**Records supplied**
###

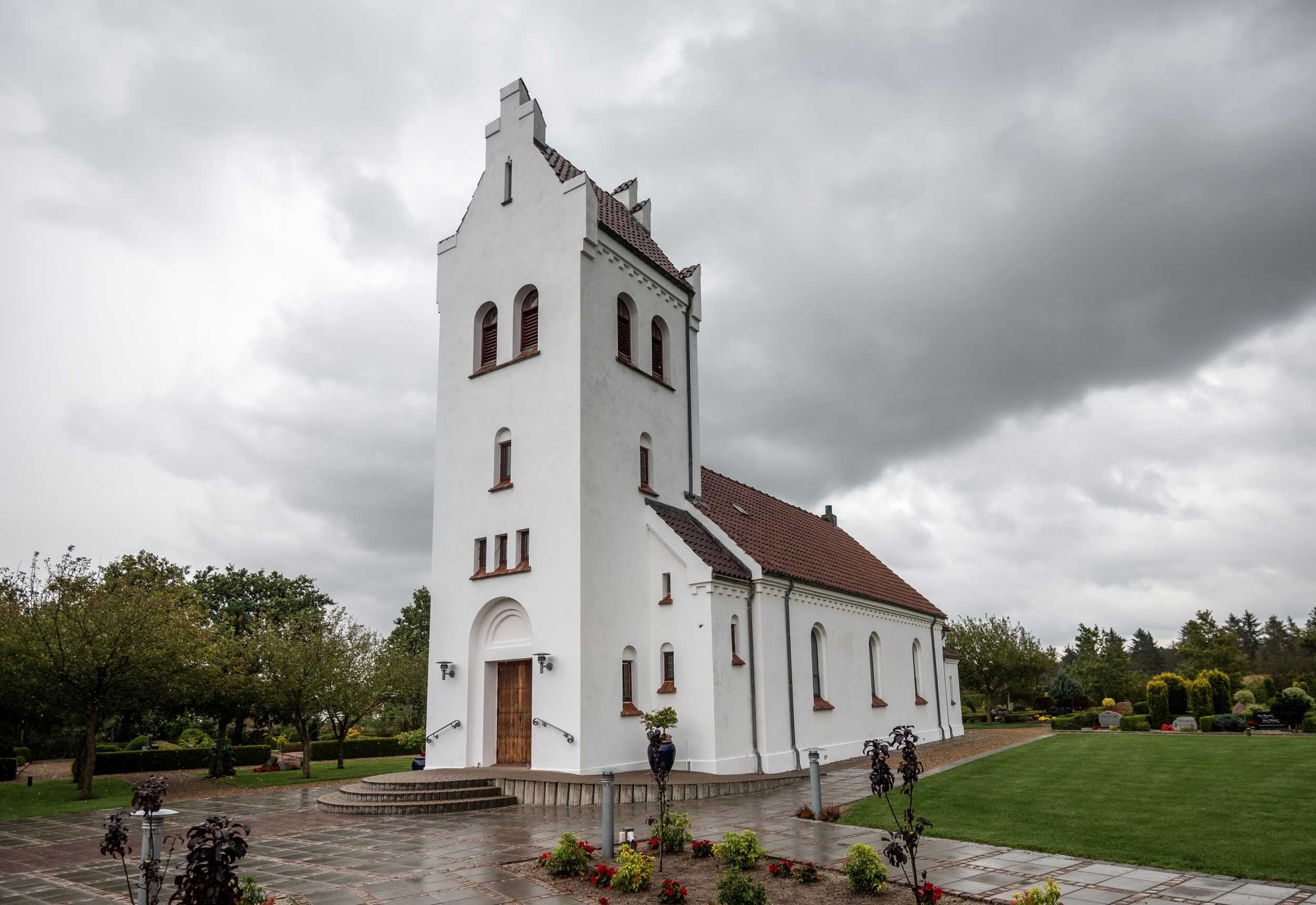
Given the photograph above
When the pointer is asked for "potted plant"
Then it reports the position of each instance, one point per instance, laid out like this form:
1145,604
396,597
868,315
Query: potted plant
662,753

###

Rewrite the entire listing above, leaving out the pictures, and offset every coordinate in the answer points by 136. Keep the request lines and their sample points as they are.

**Completed exercise**
Given the photograph above
When the pointer is asked for "potted plant"
Then it reports the position of each instance, one point per instance, laid out like this form:
1145,604
396,597
868,315
Query: potted plant
798,889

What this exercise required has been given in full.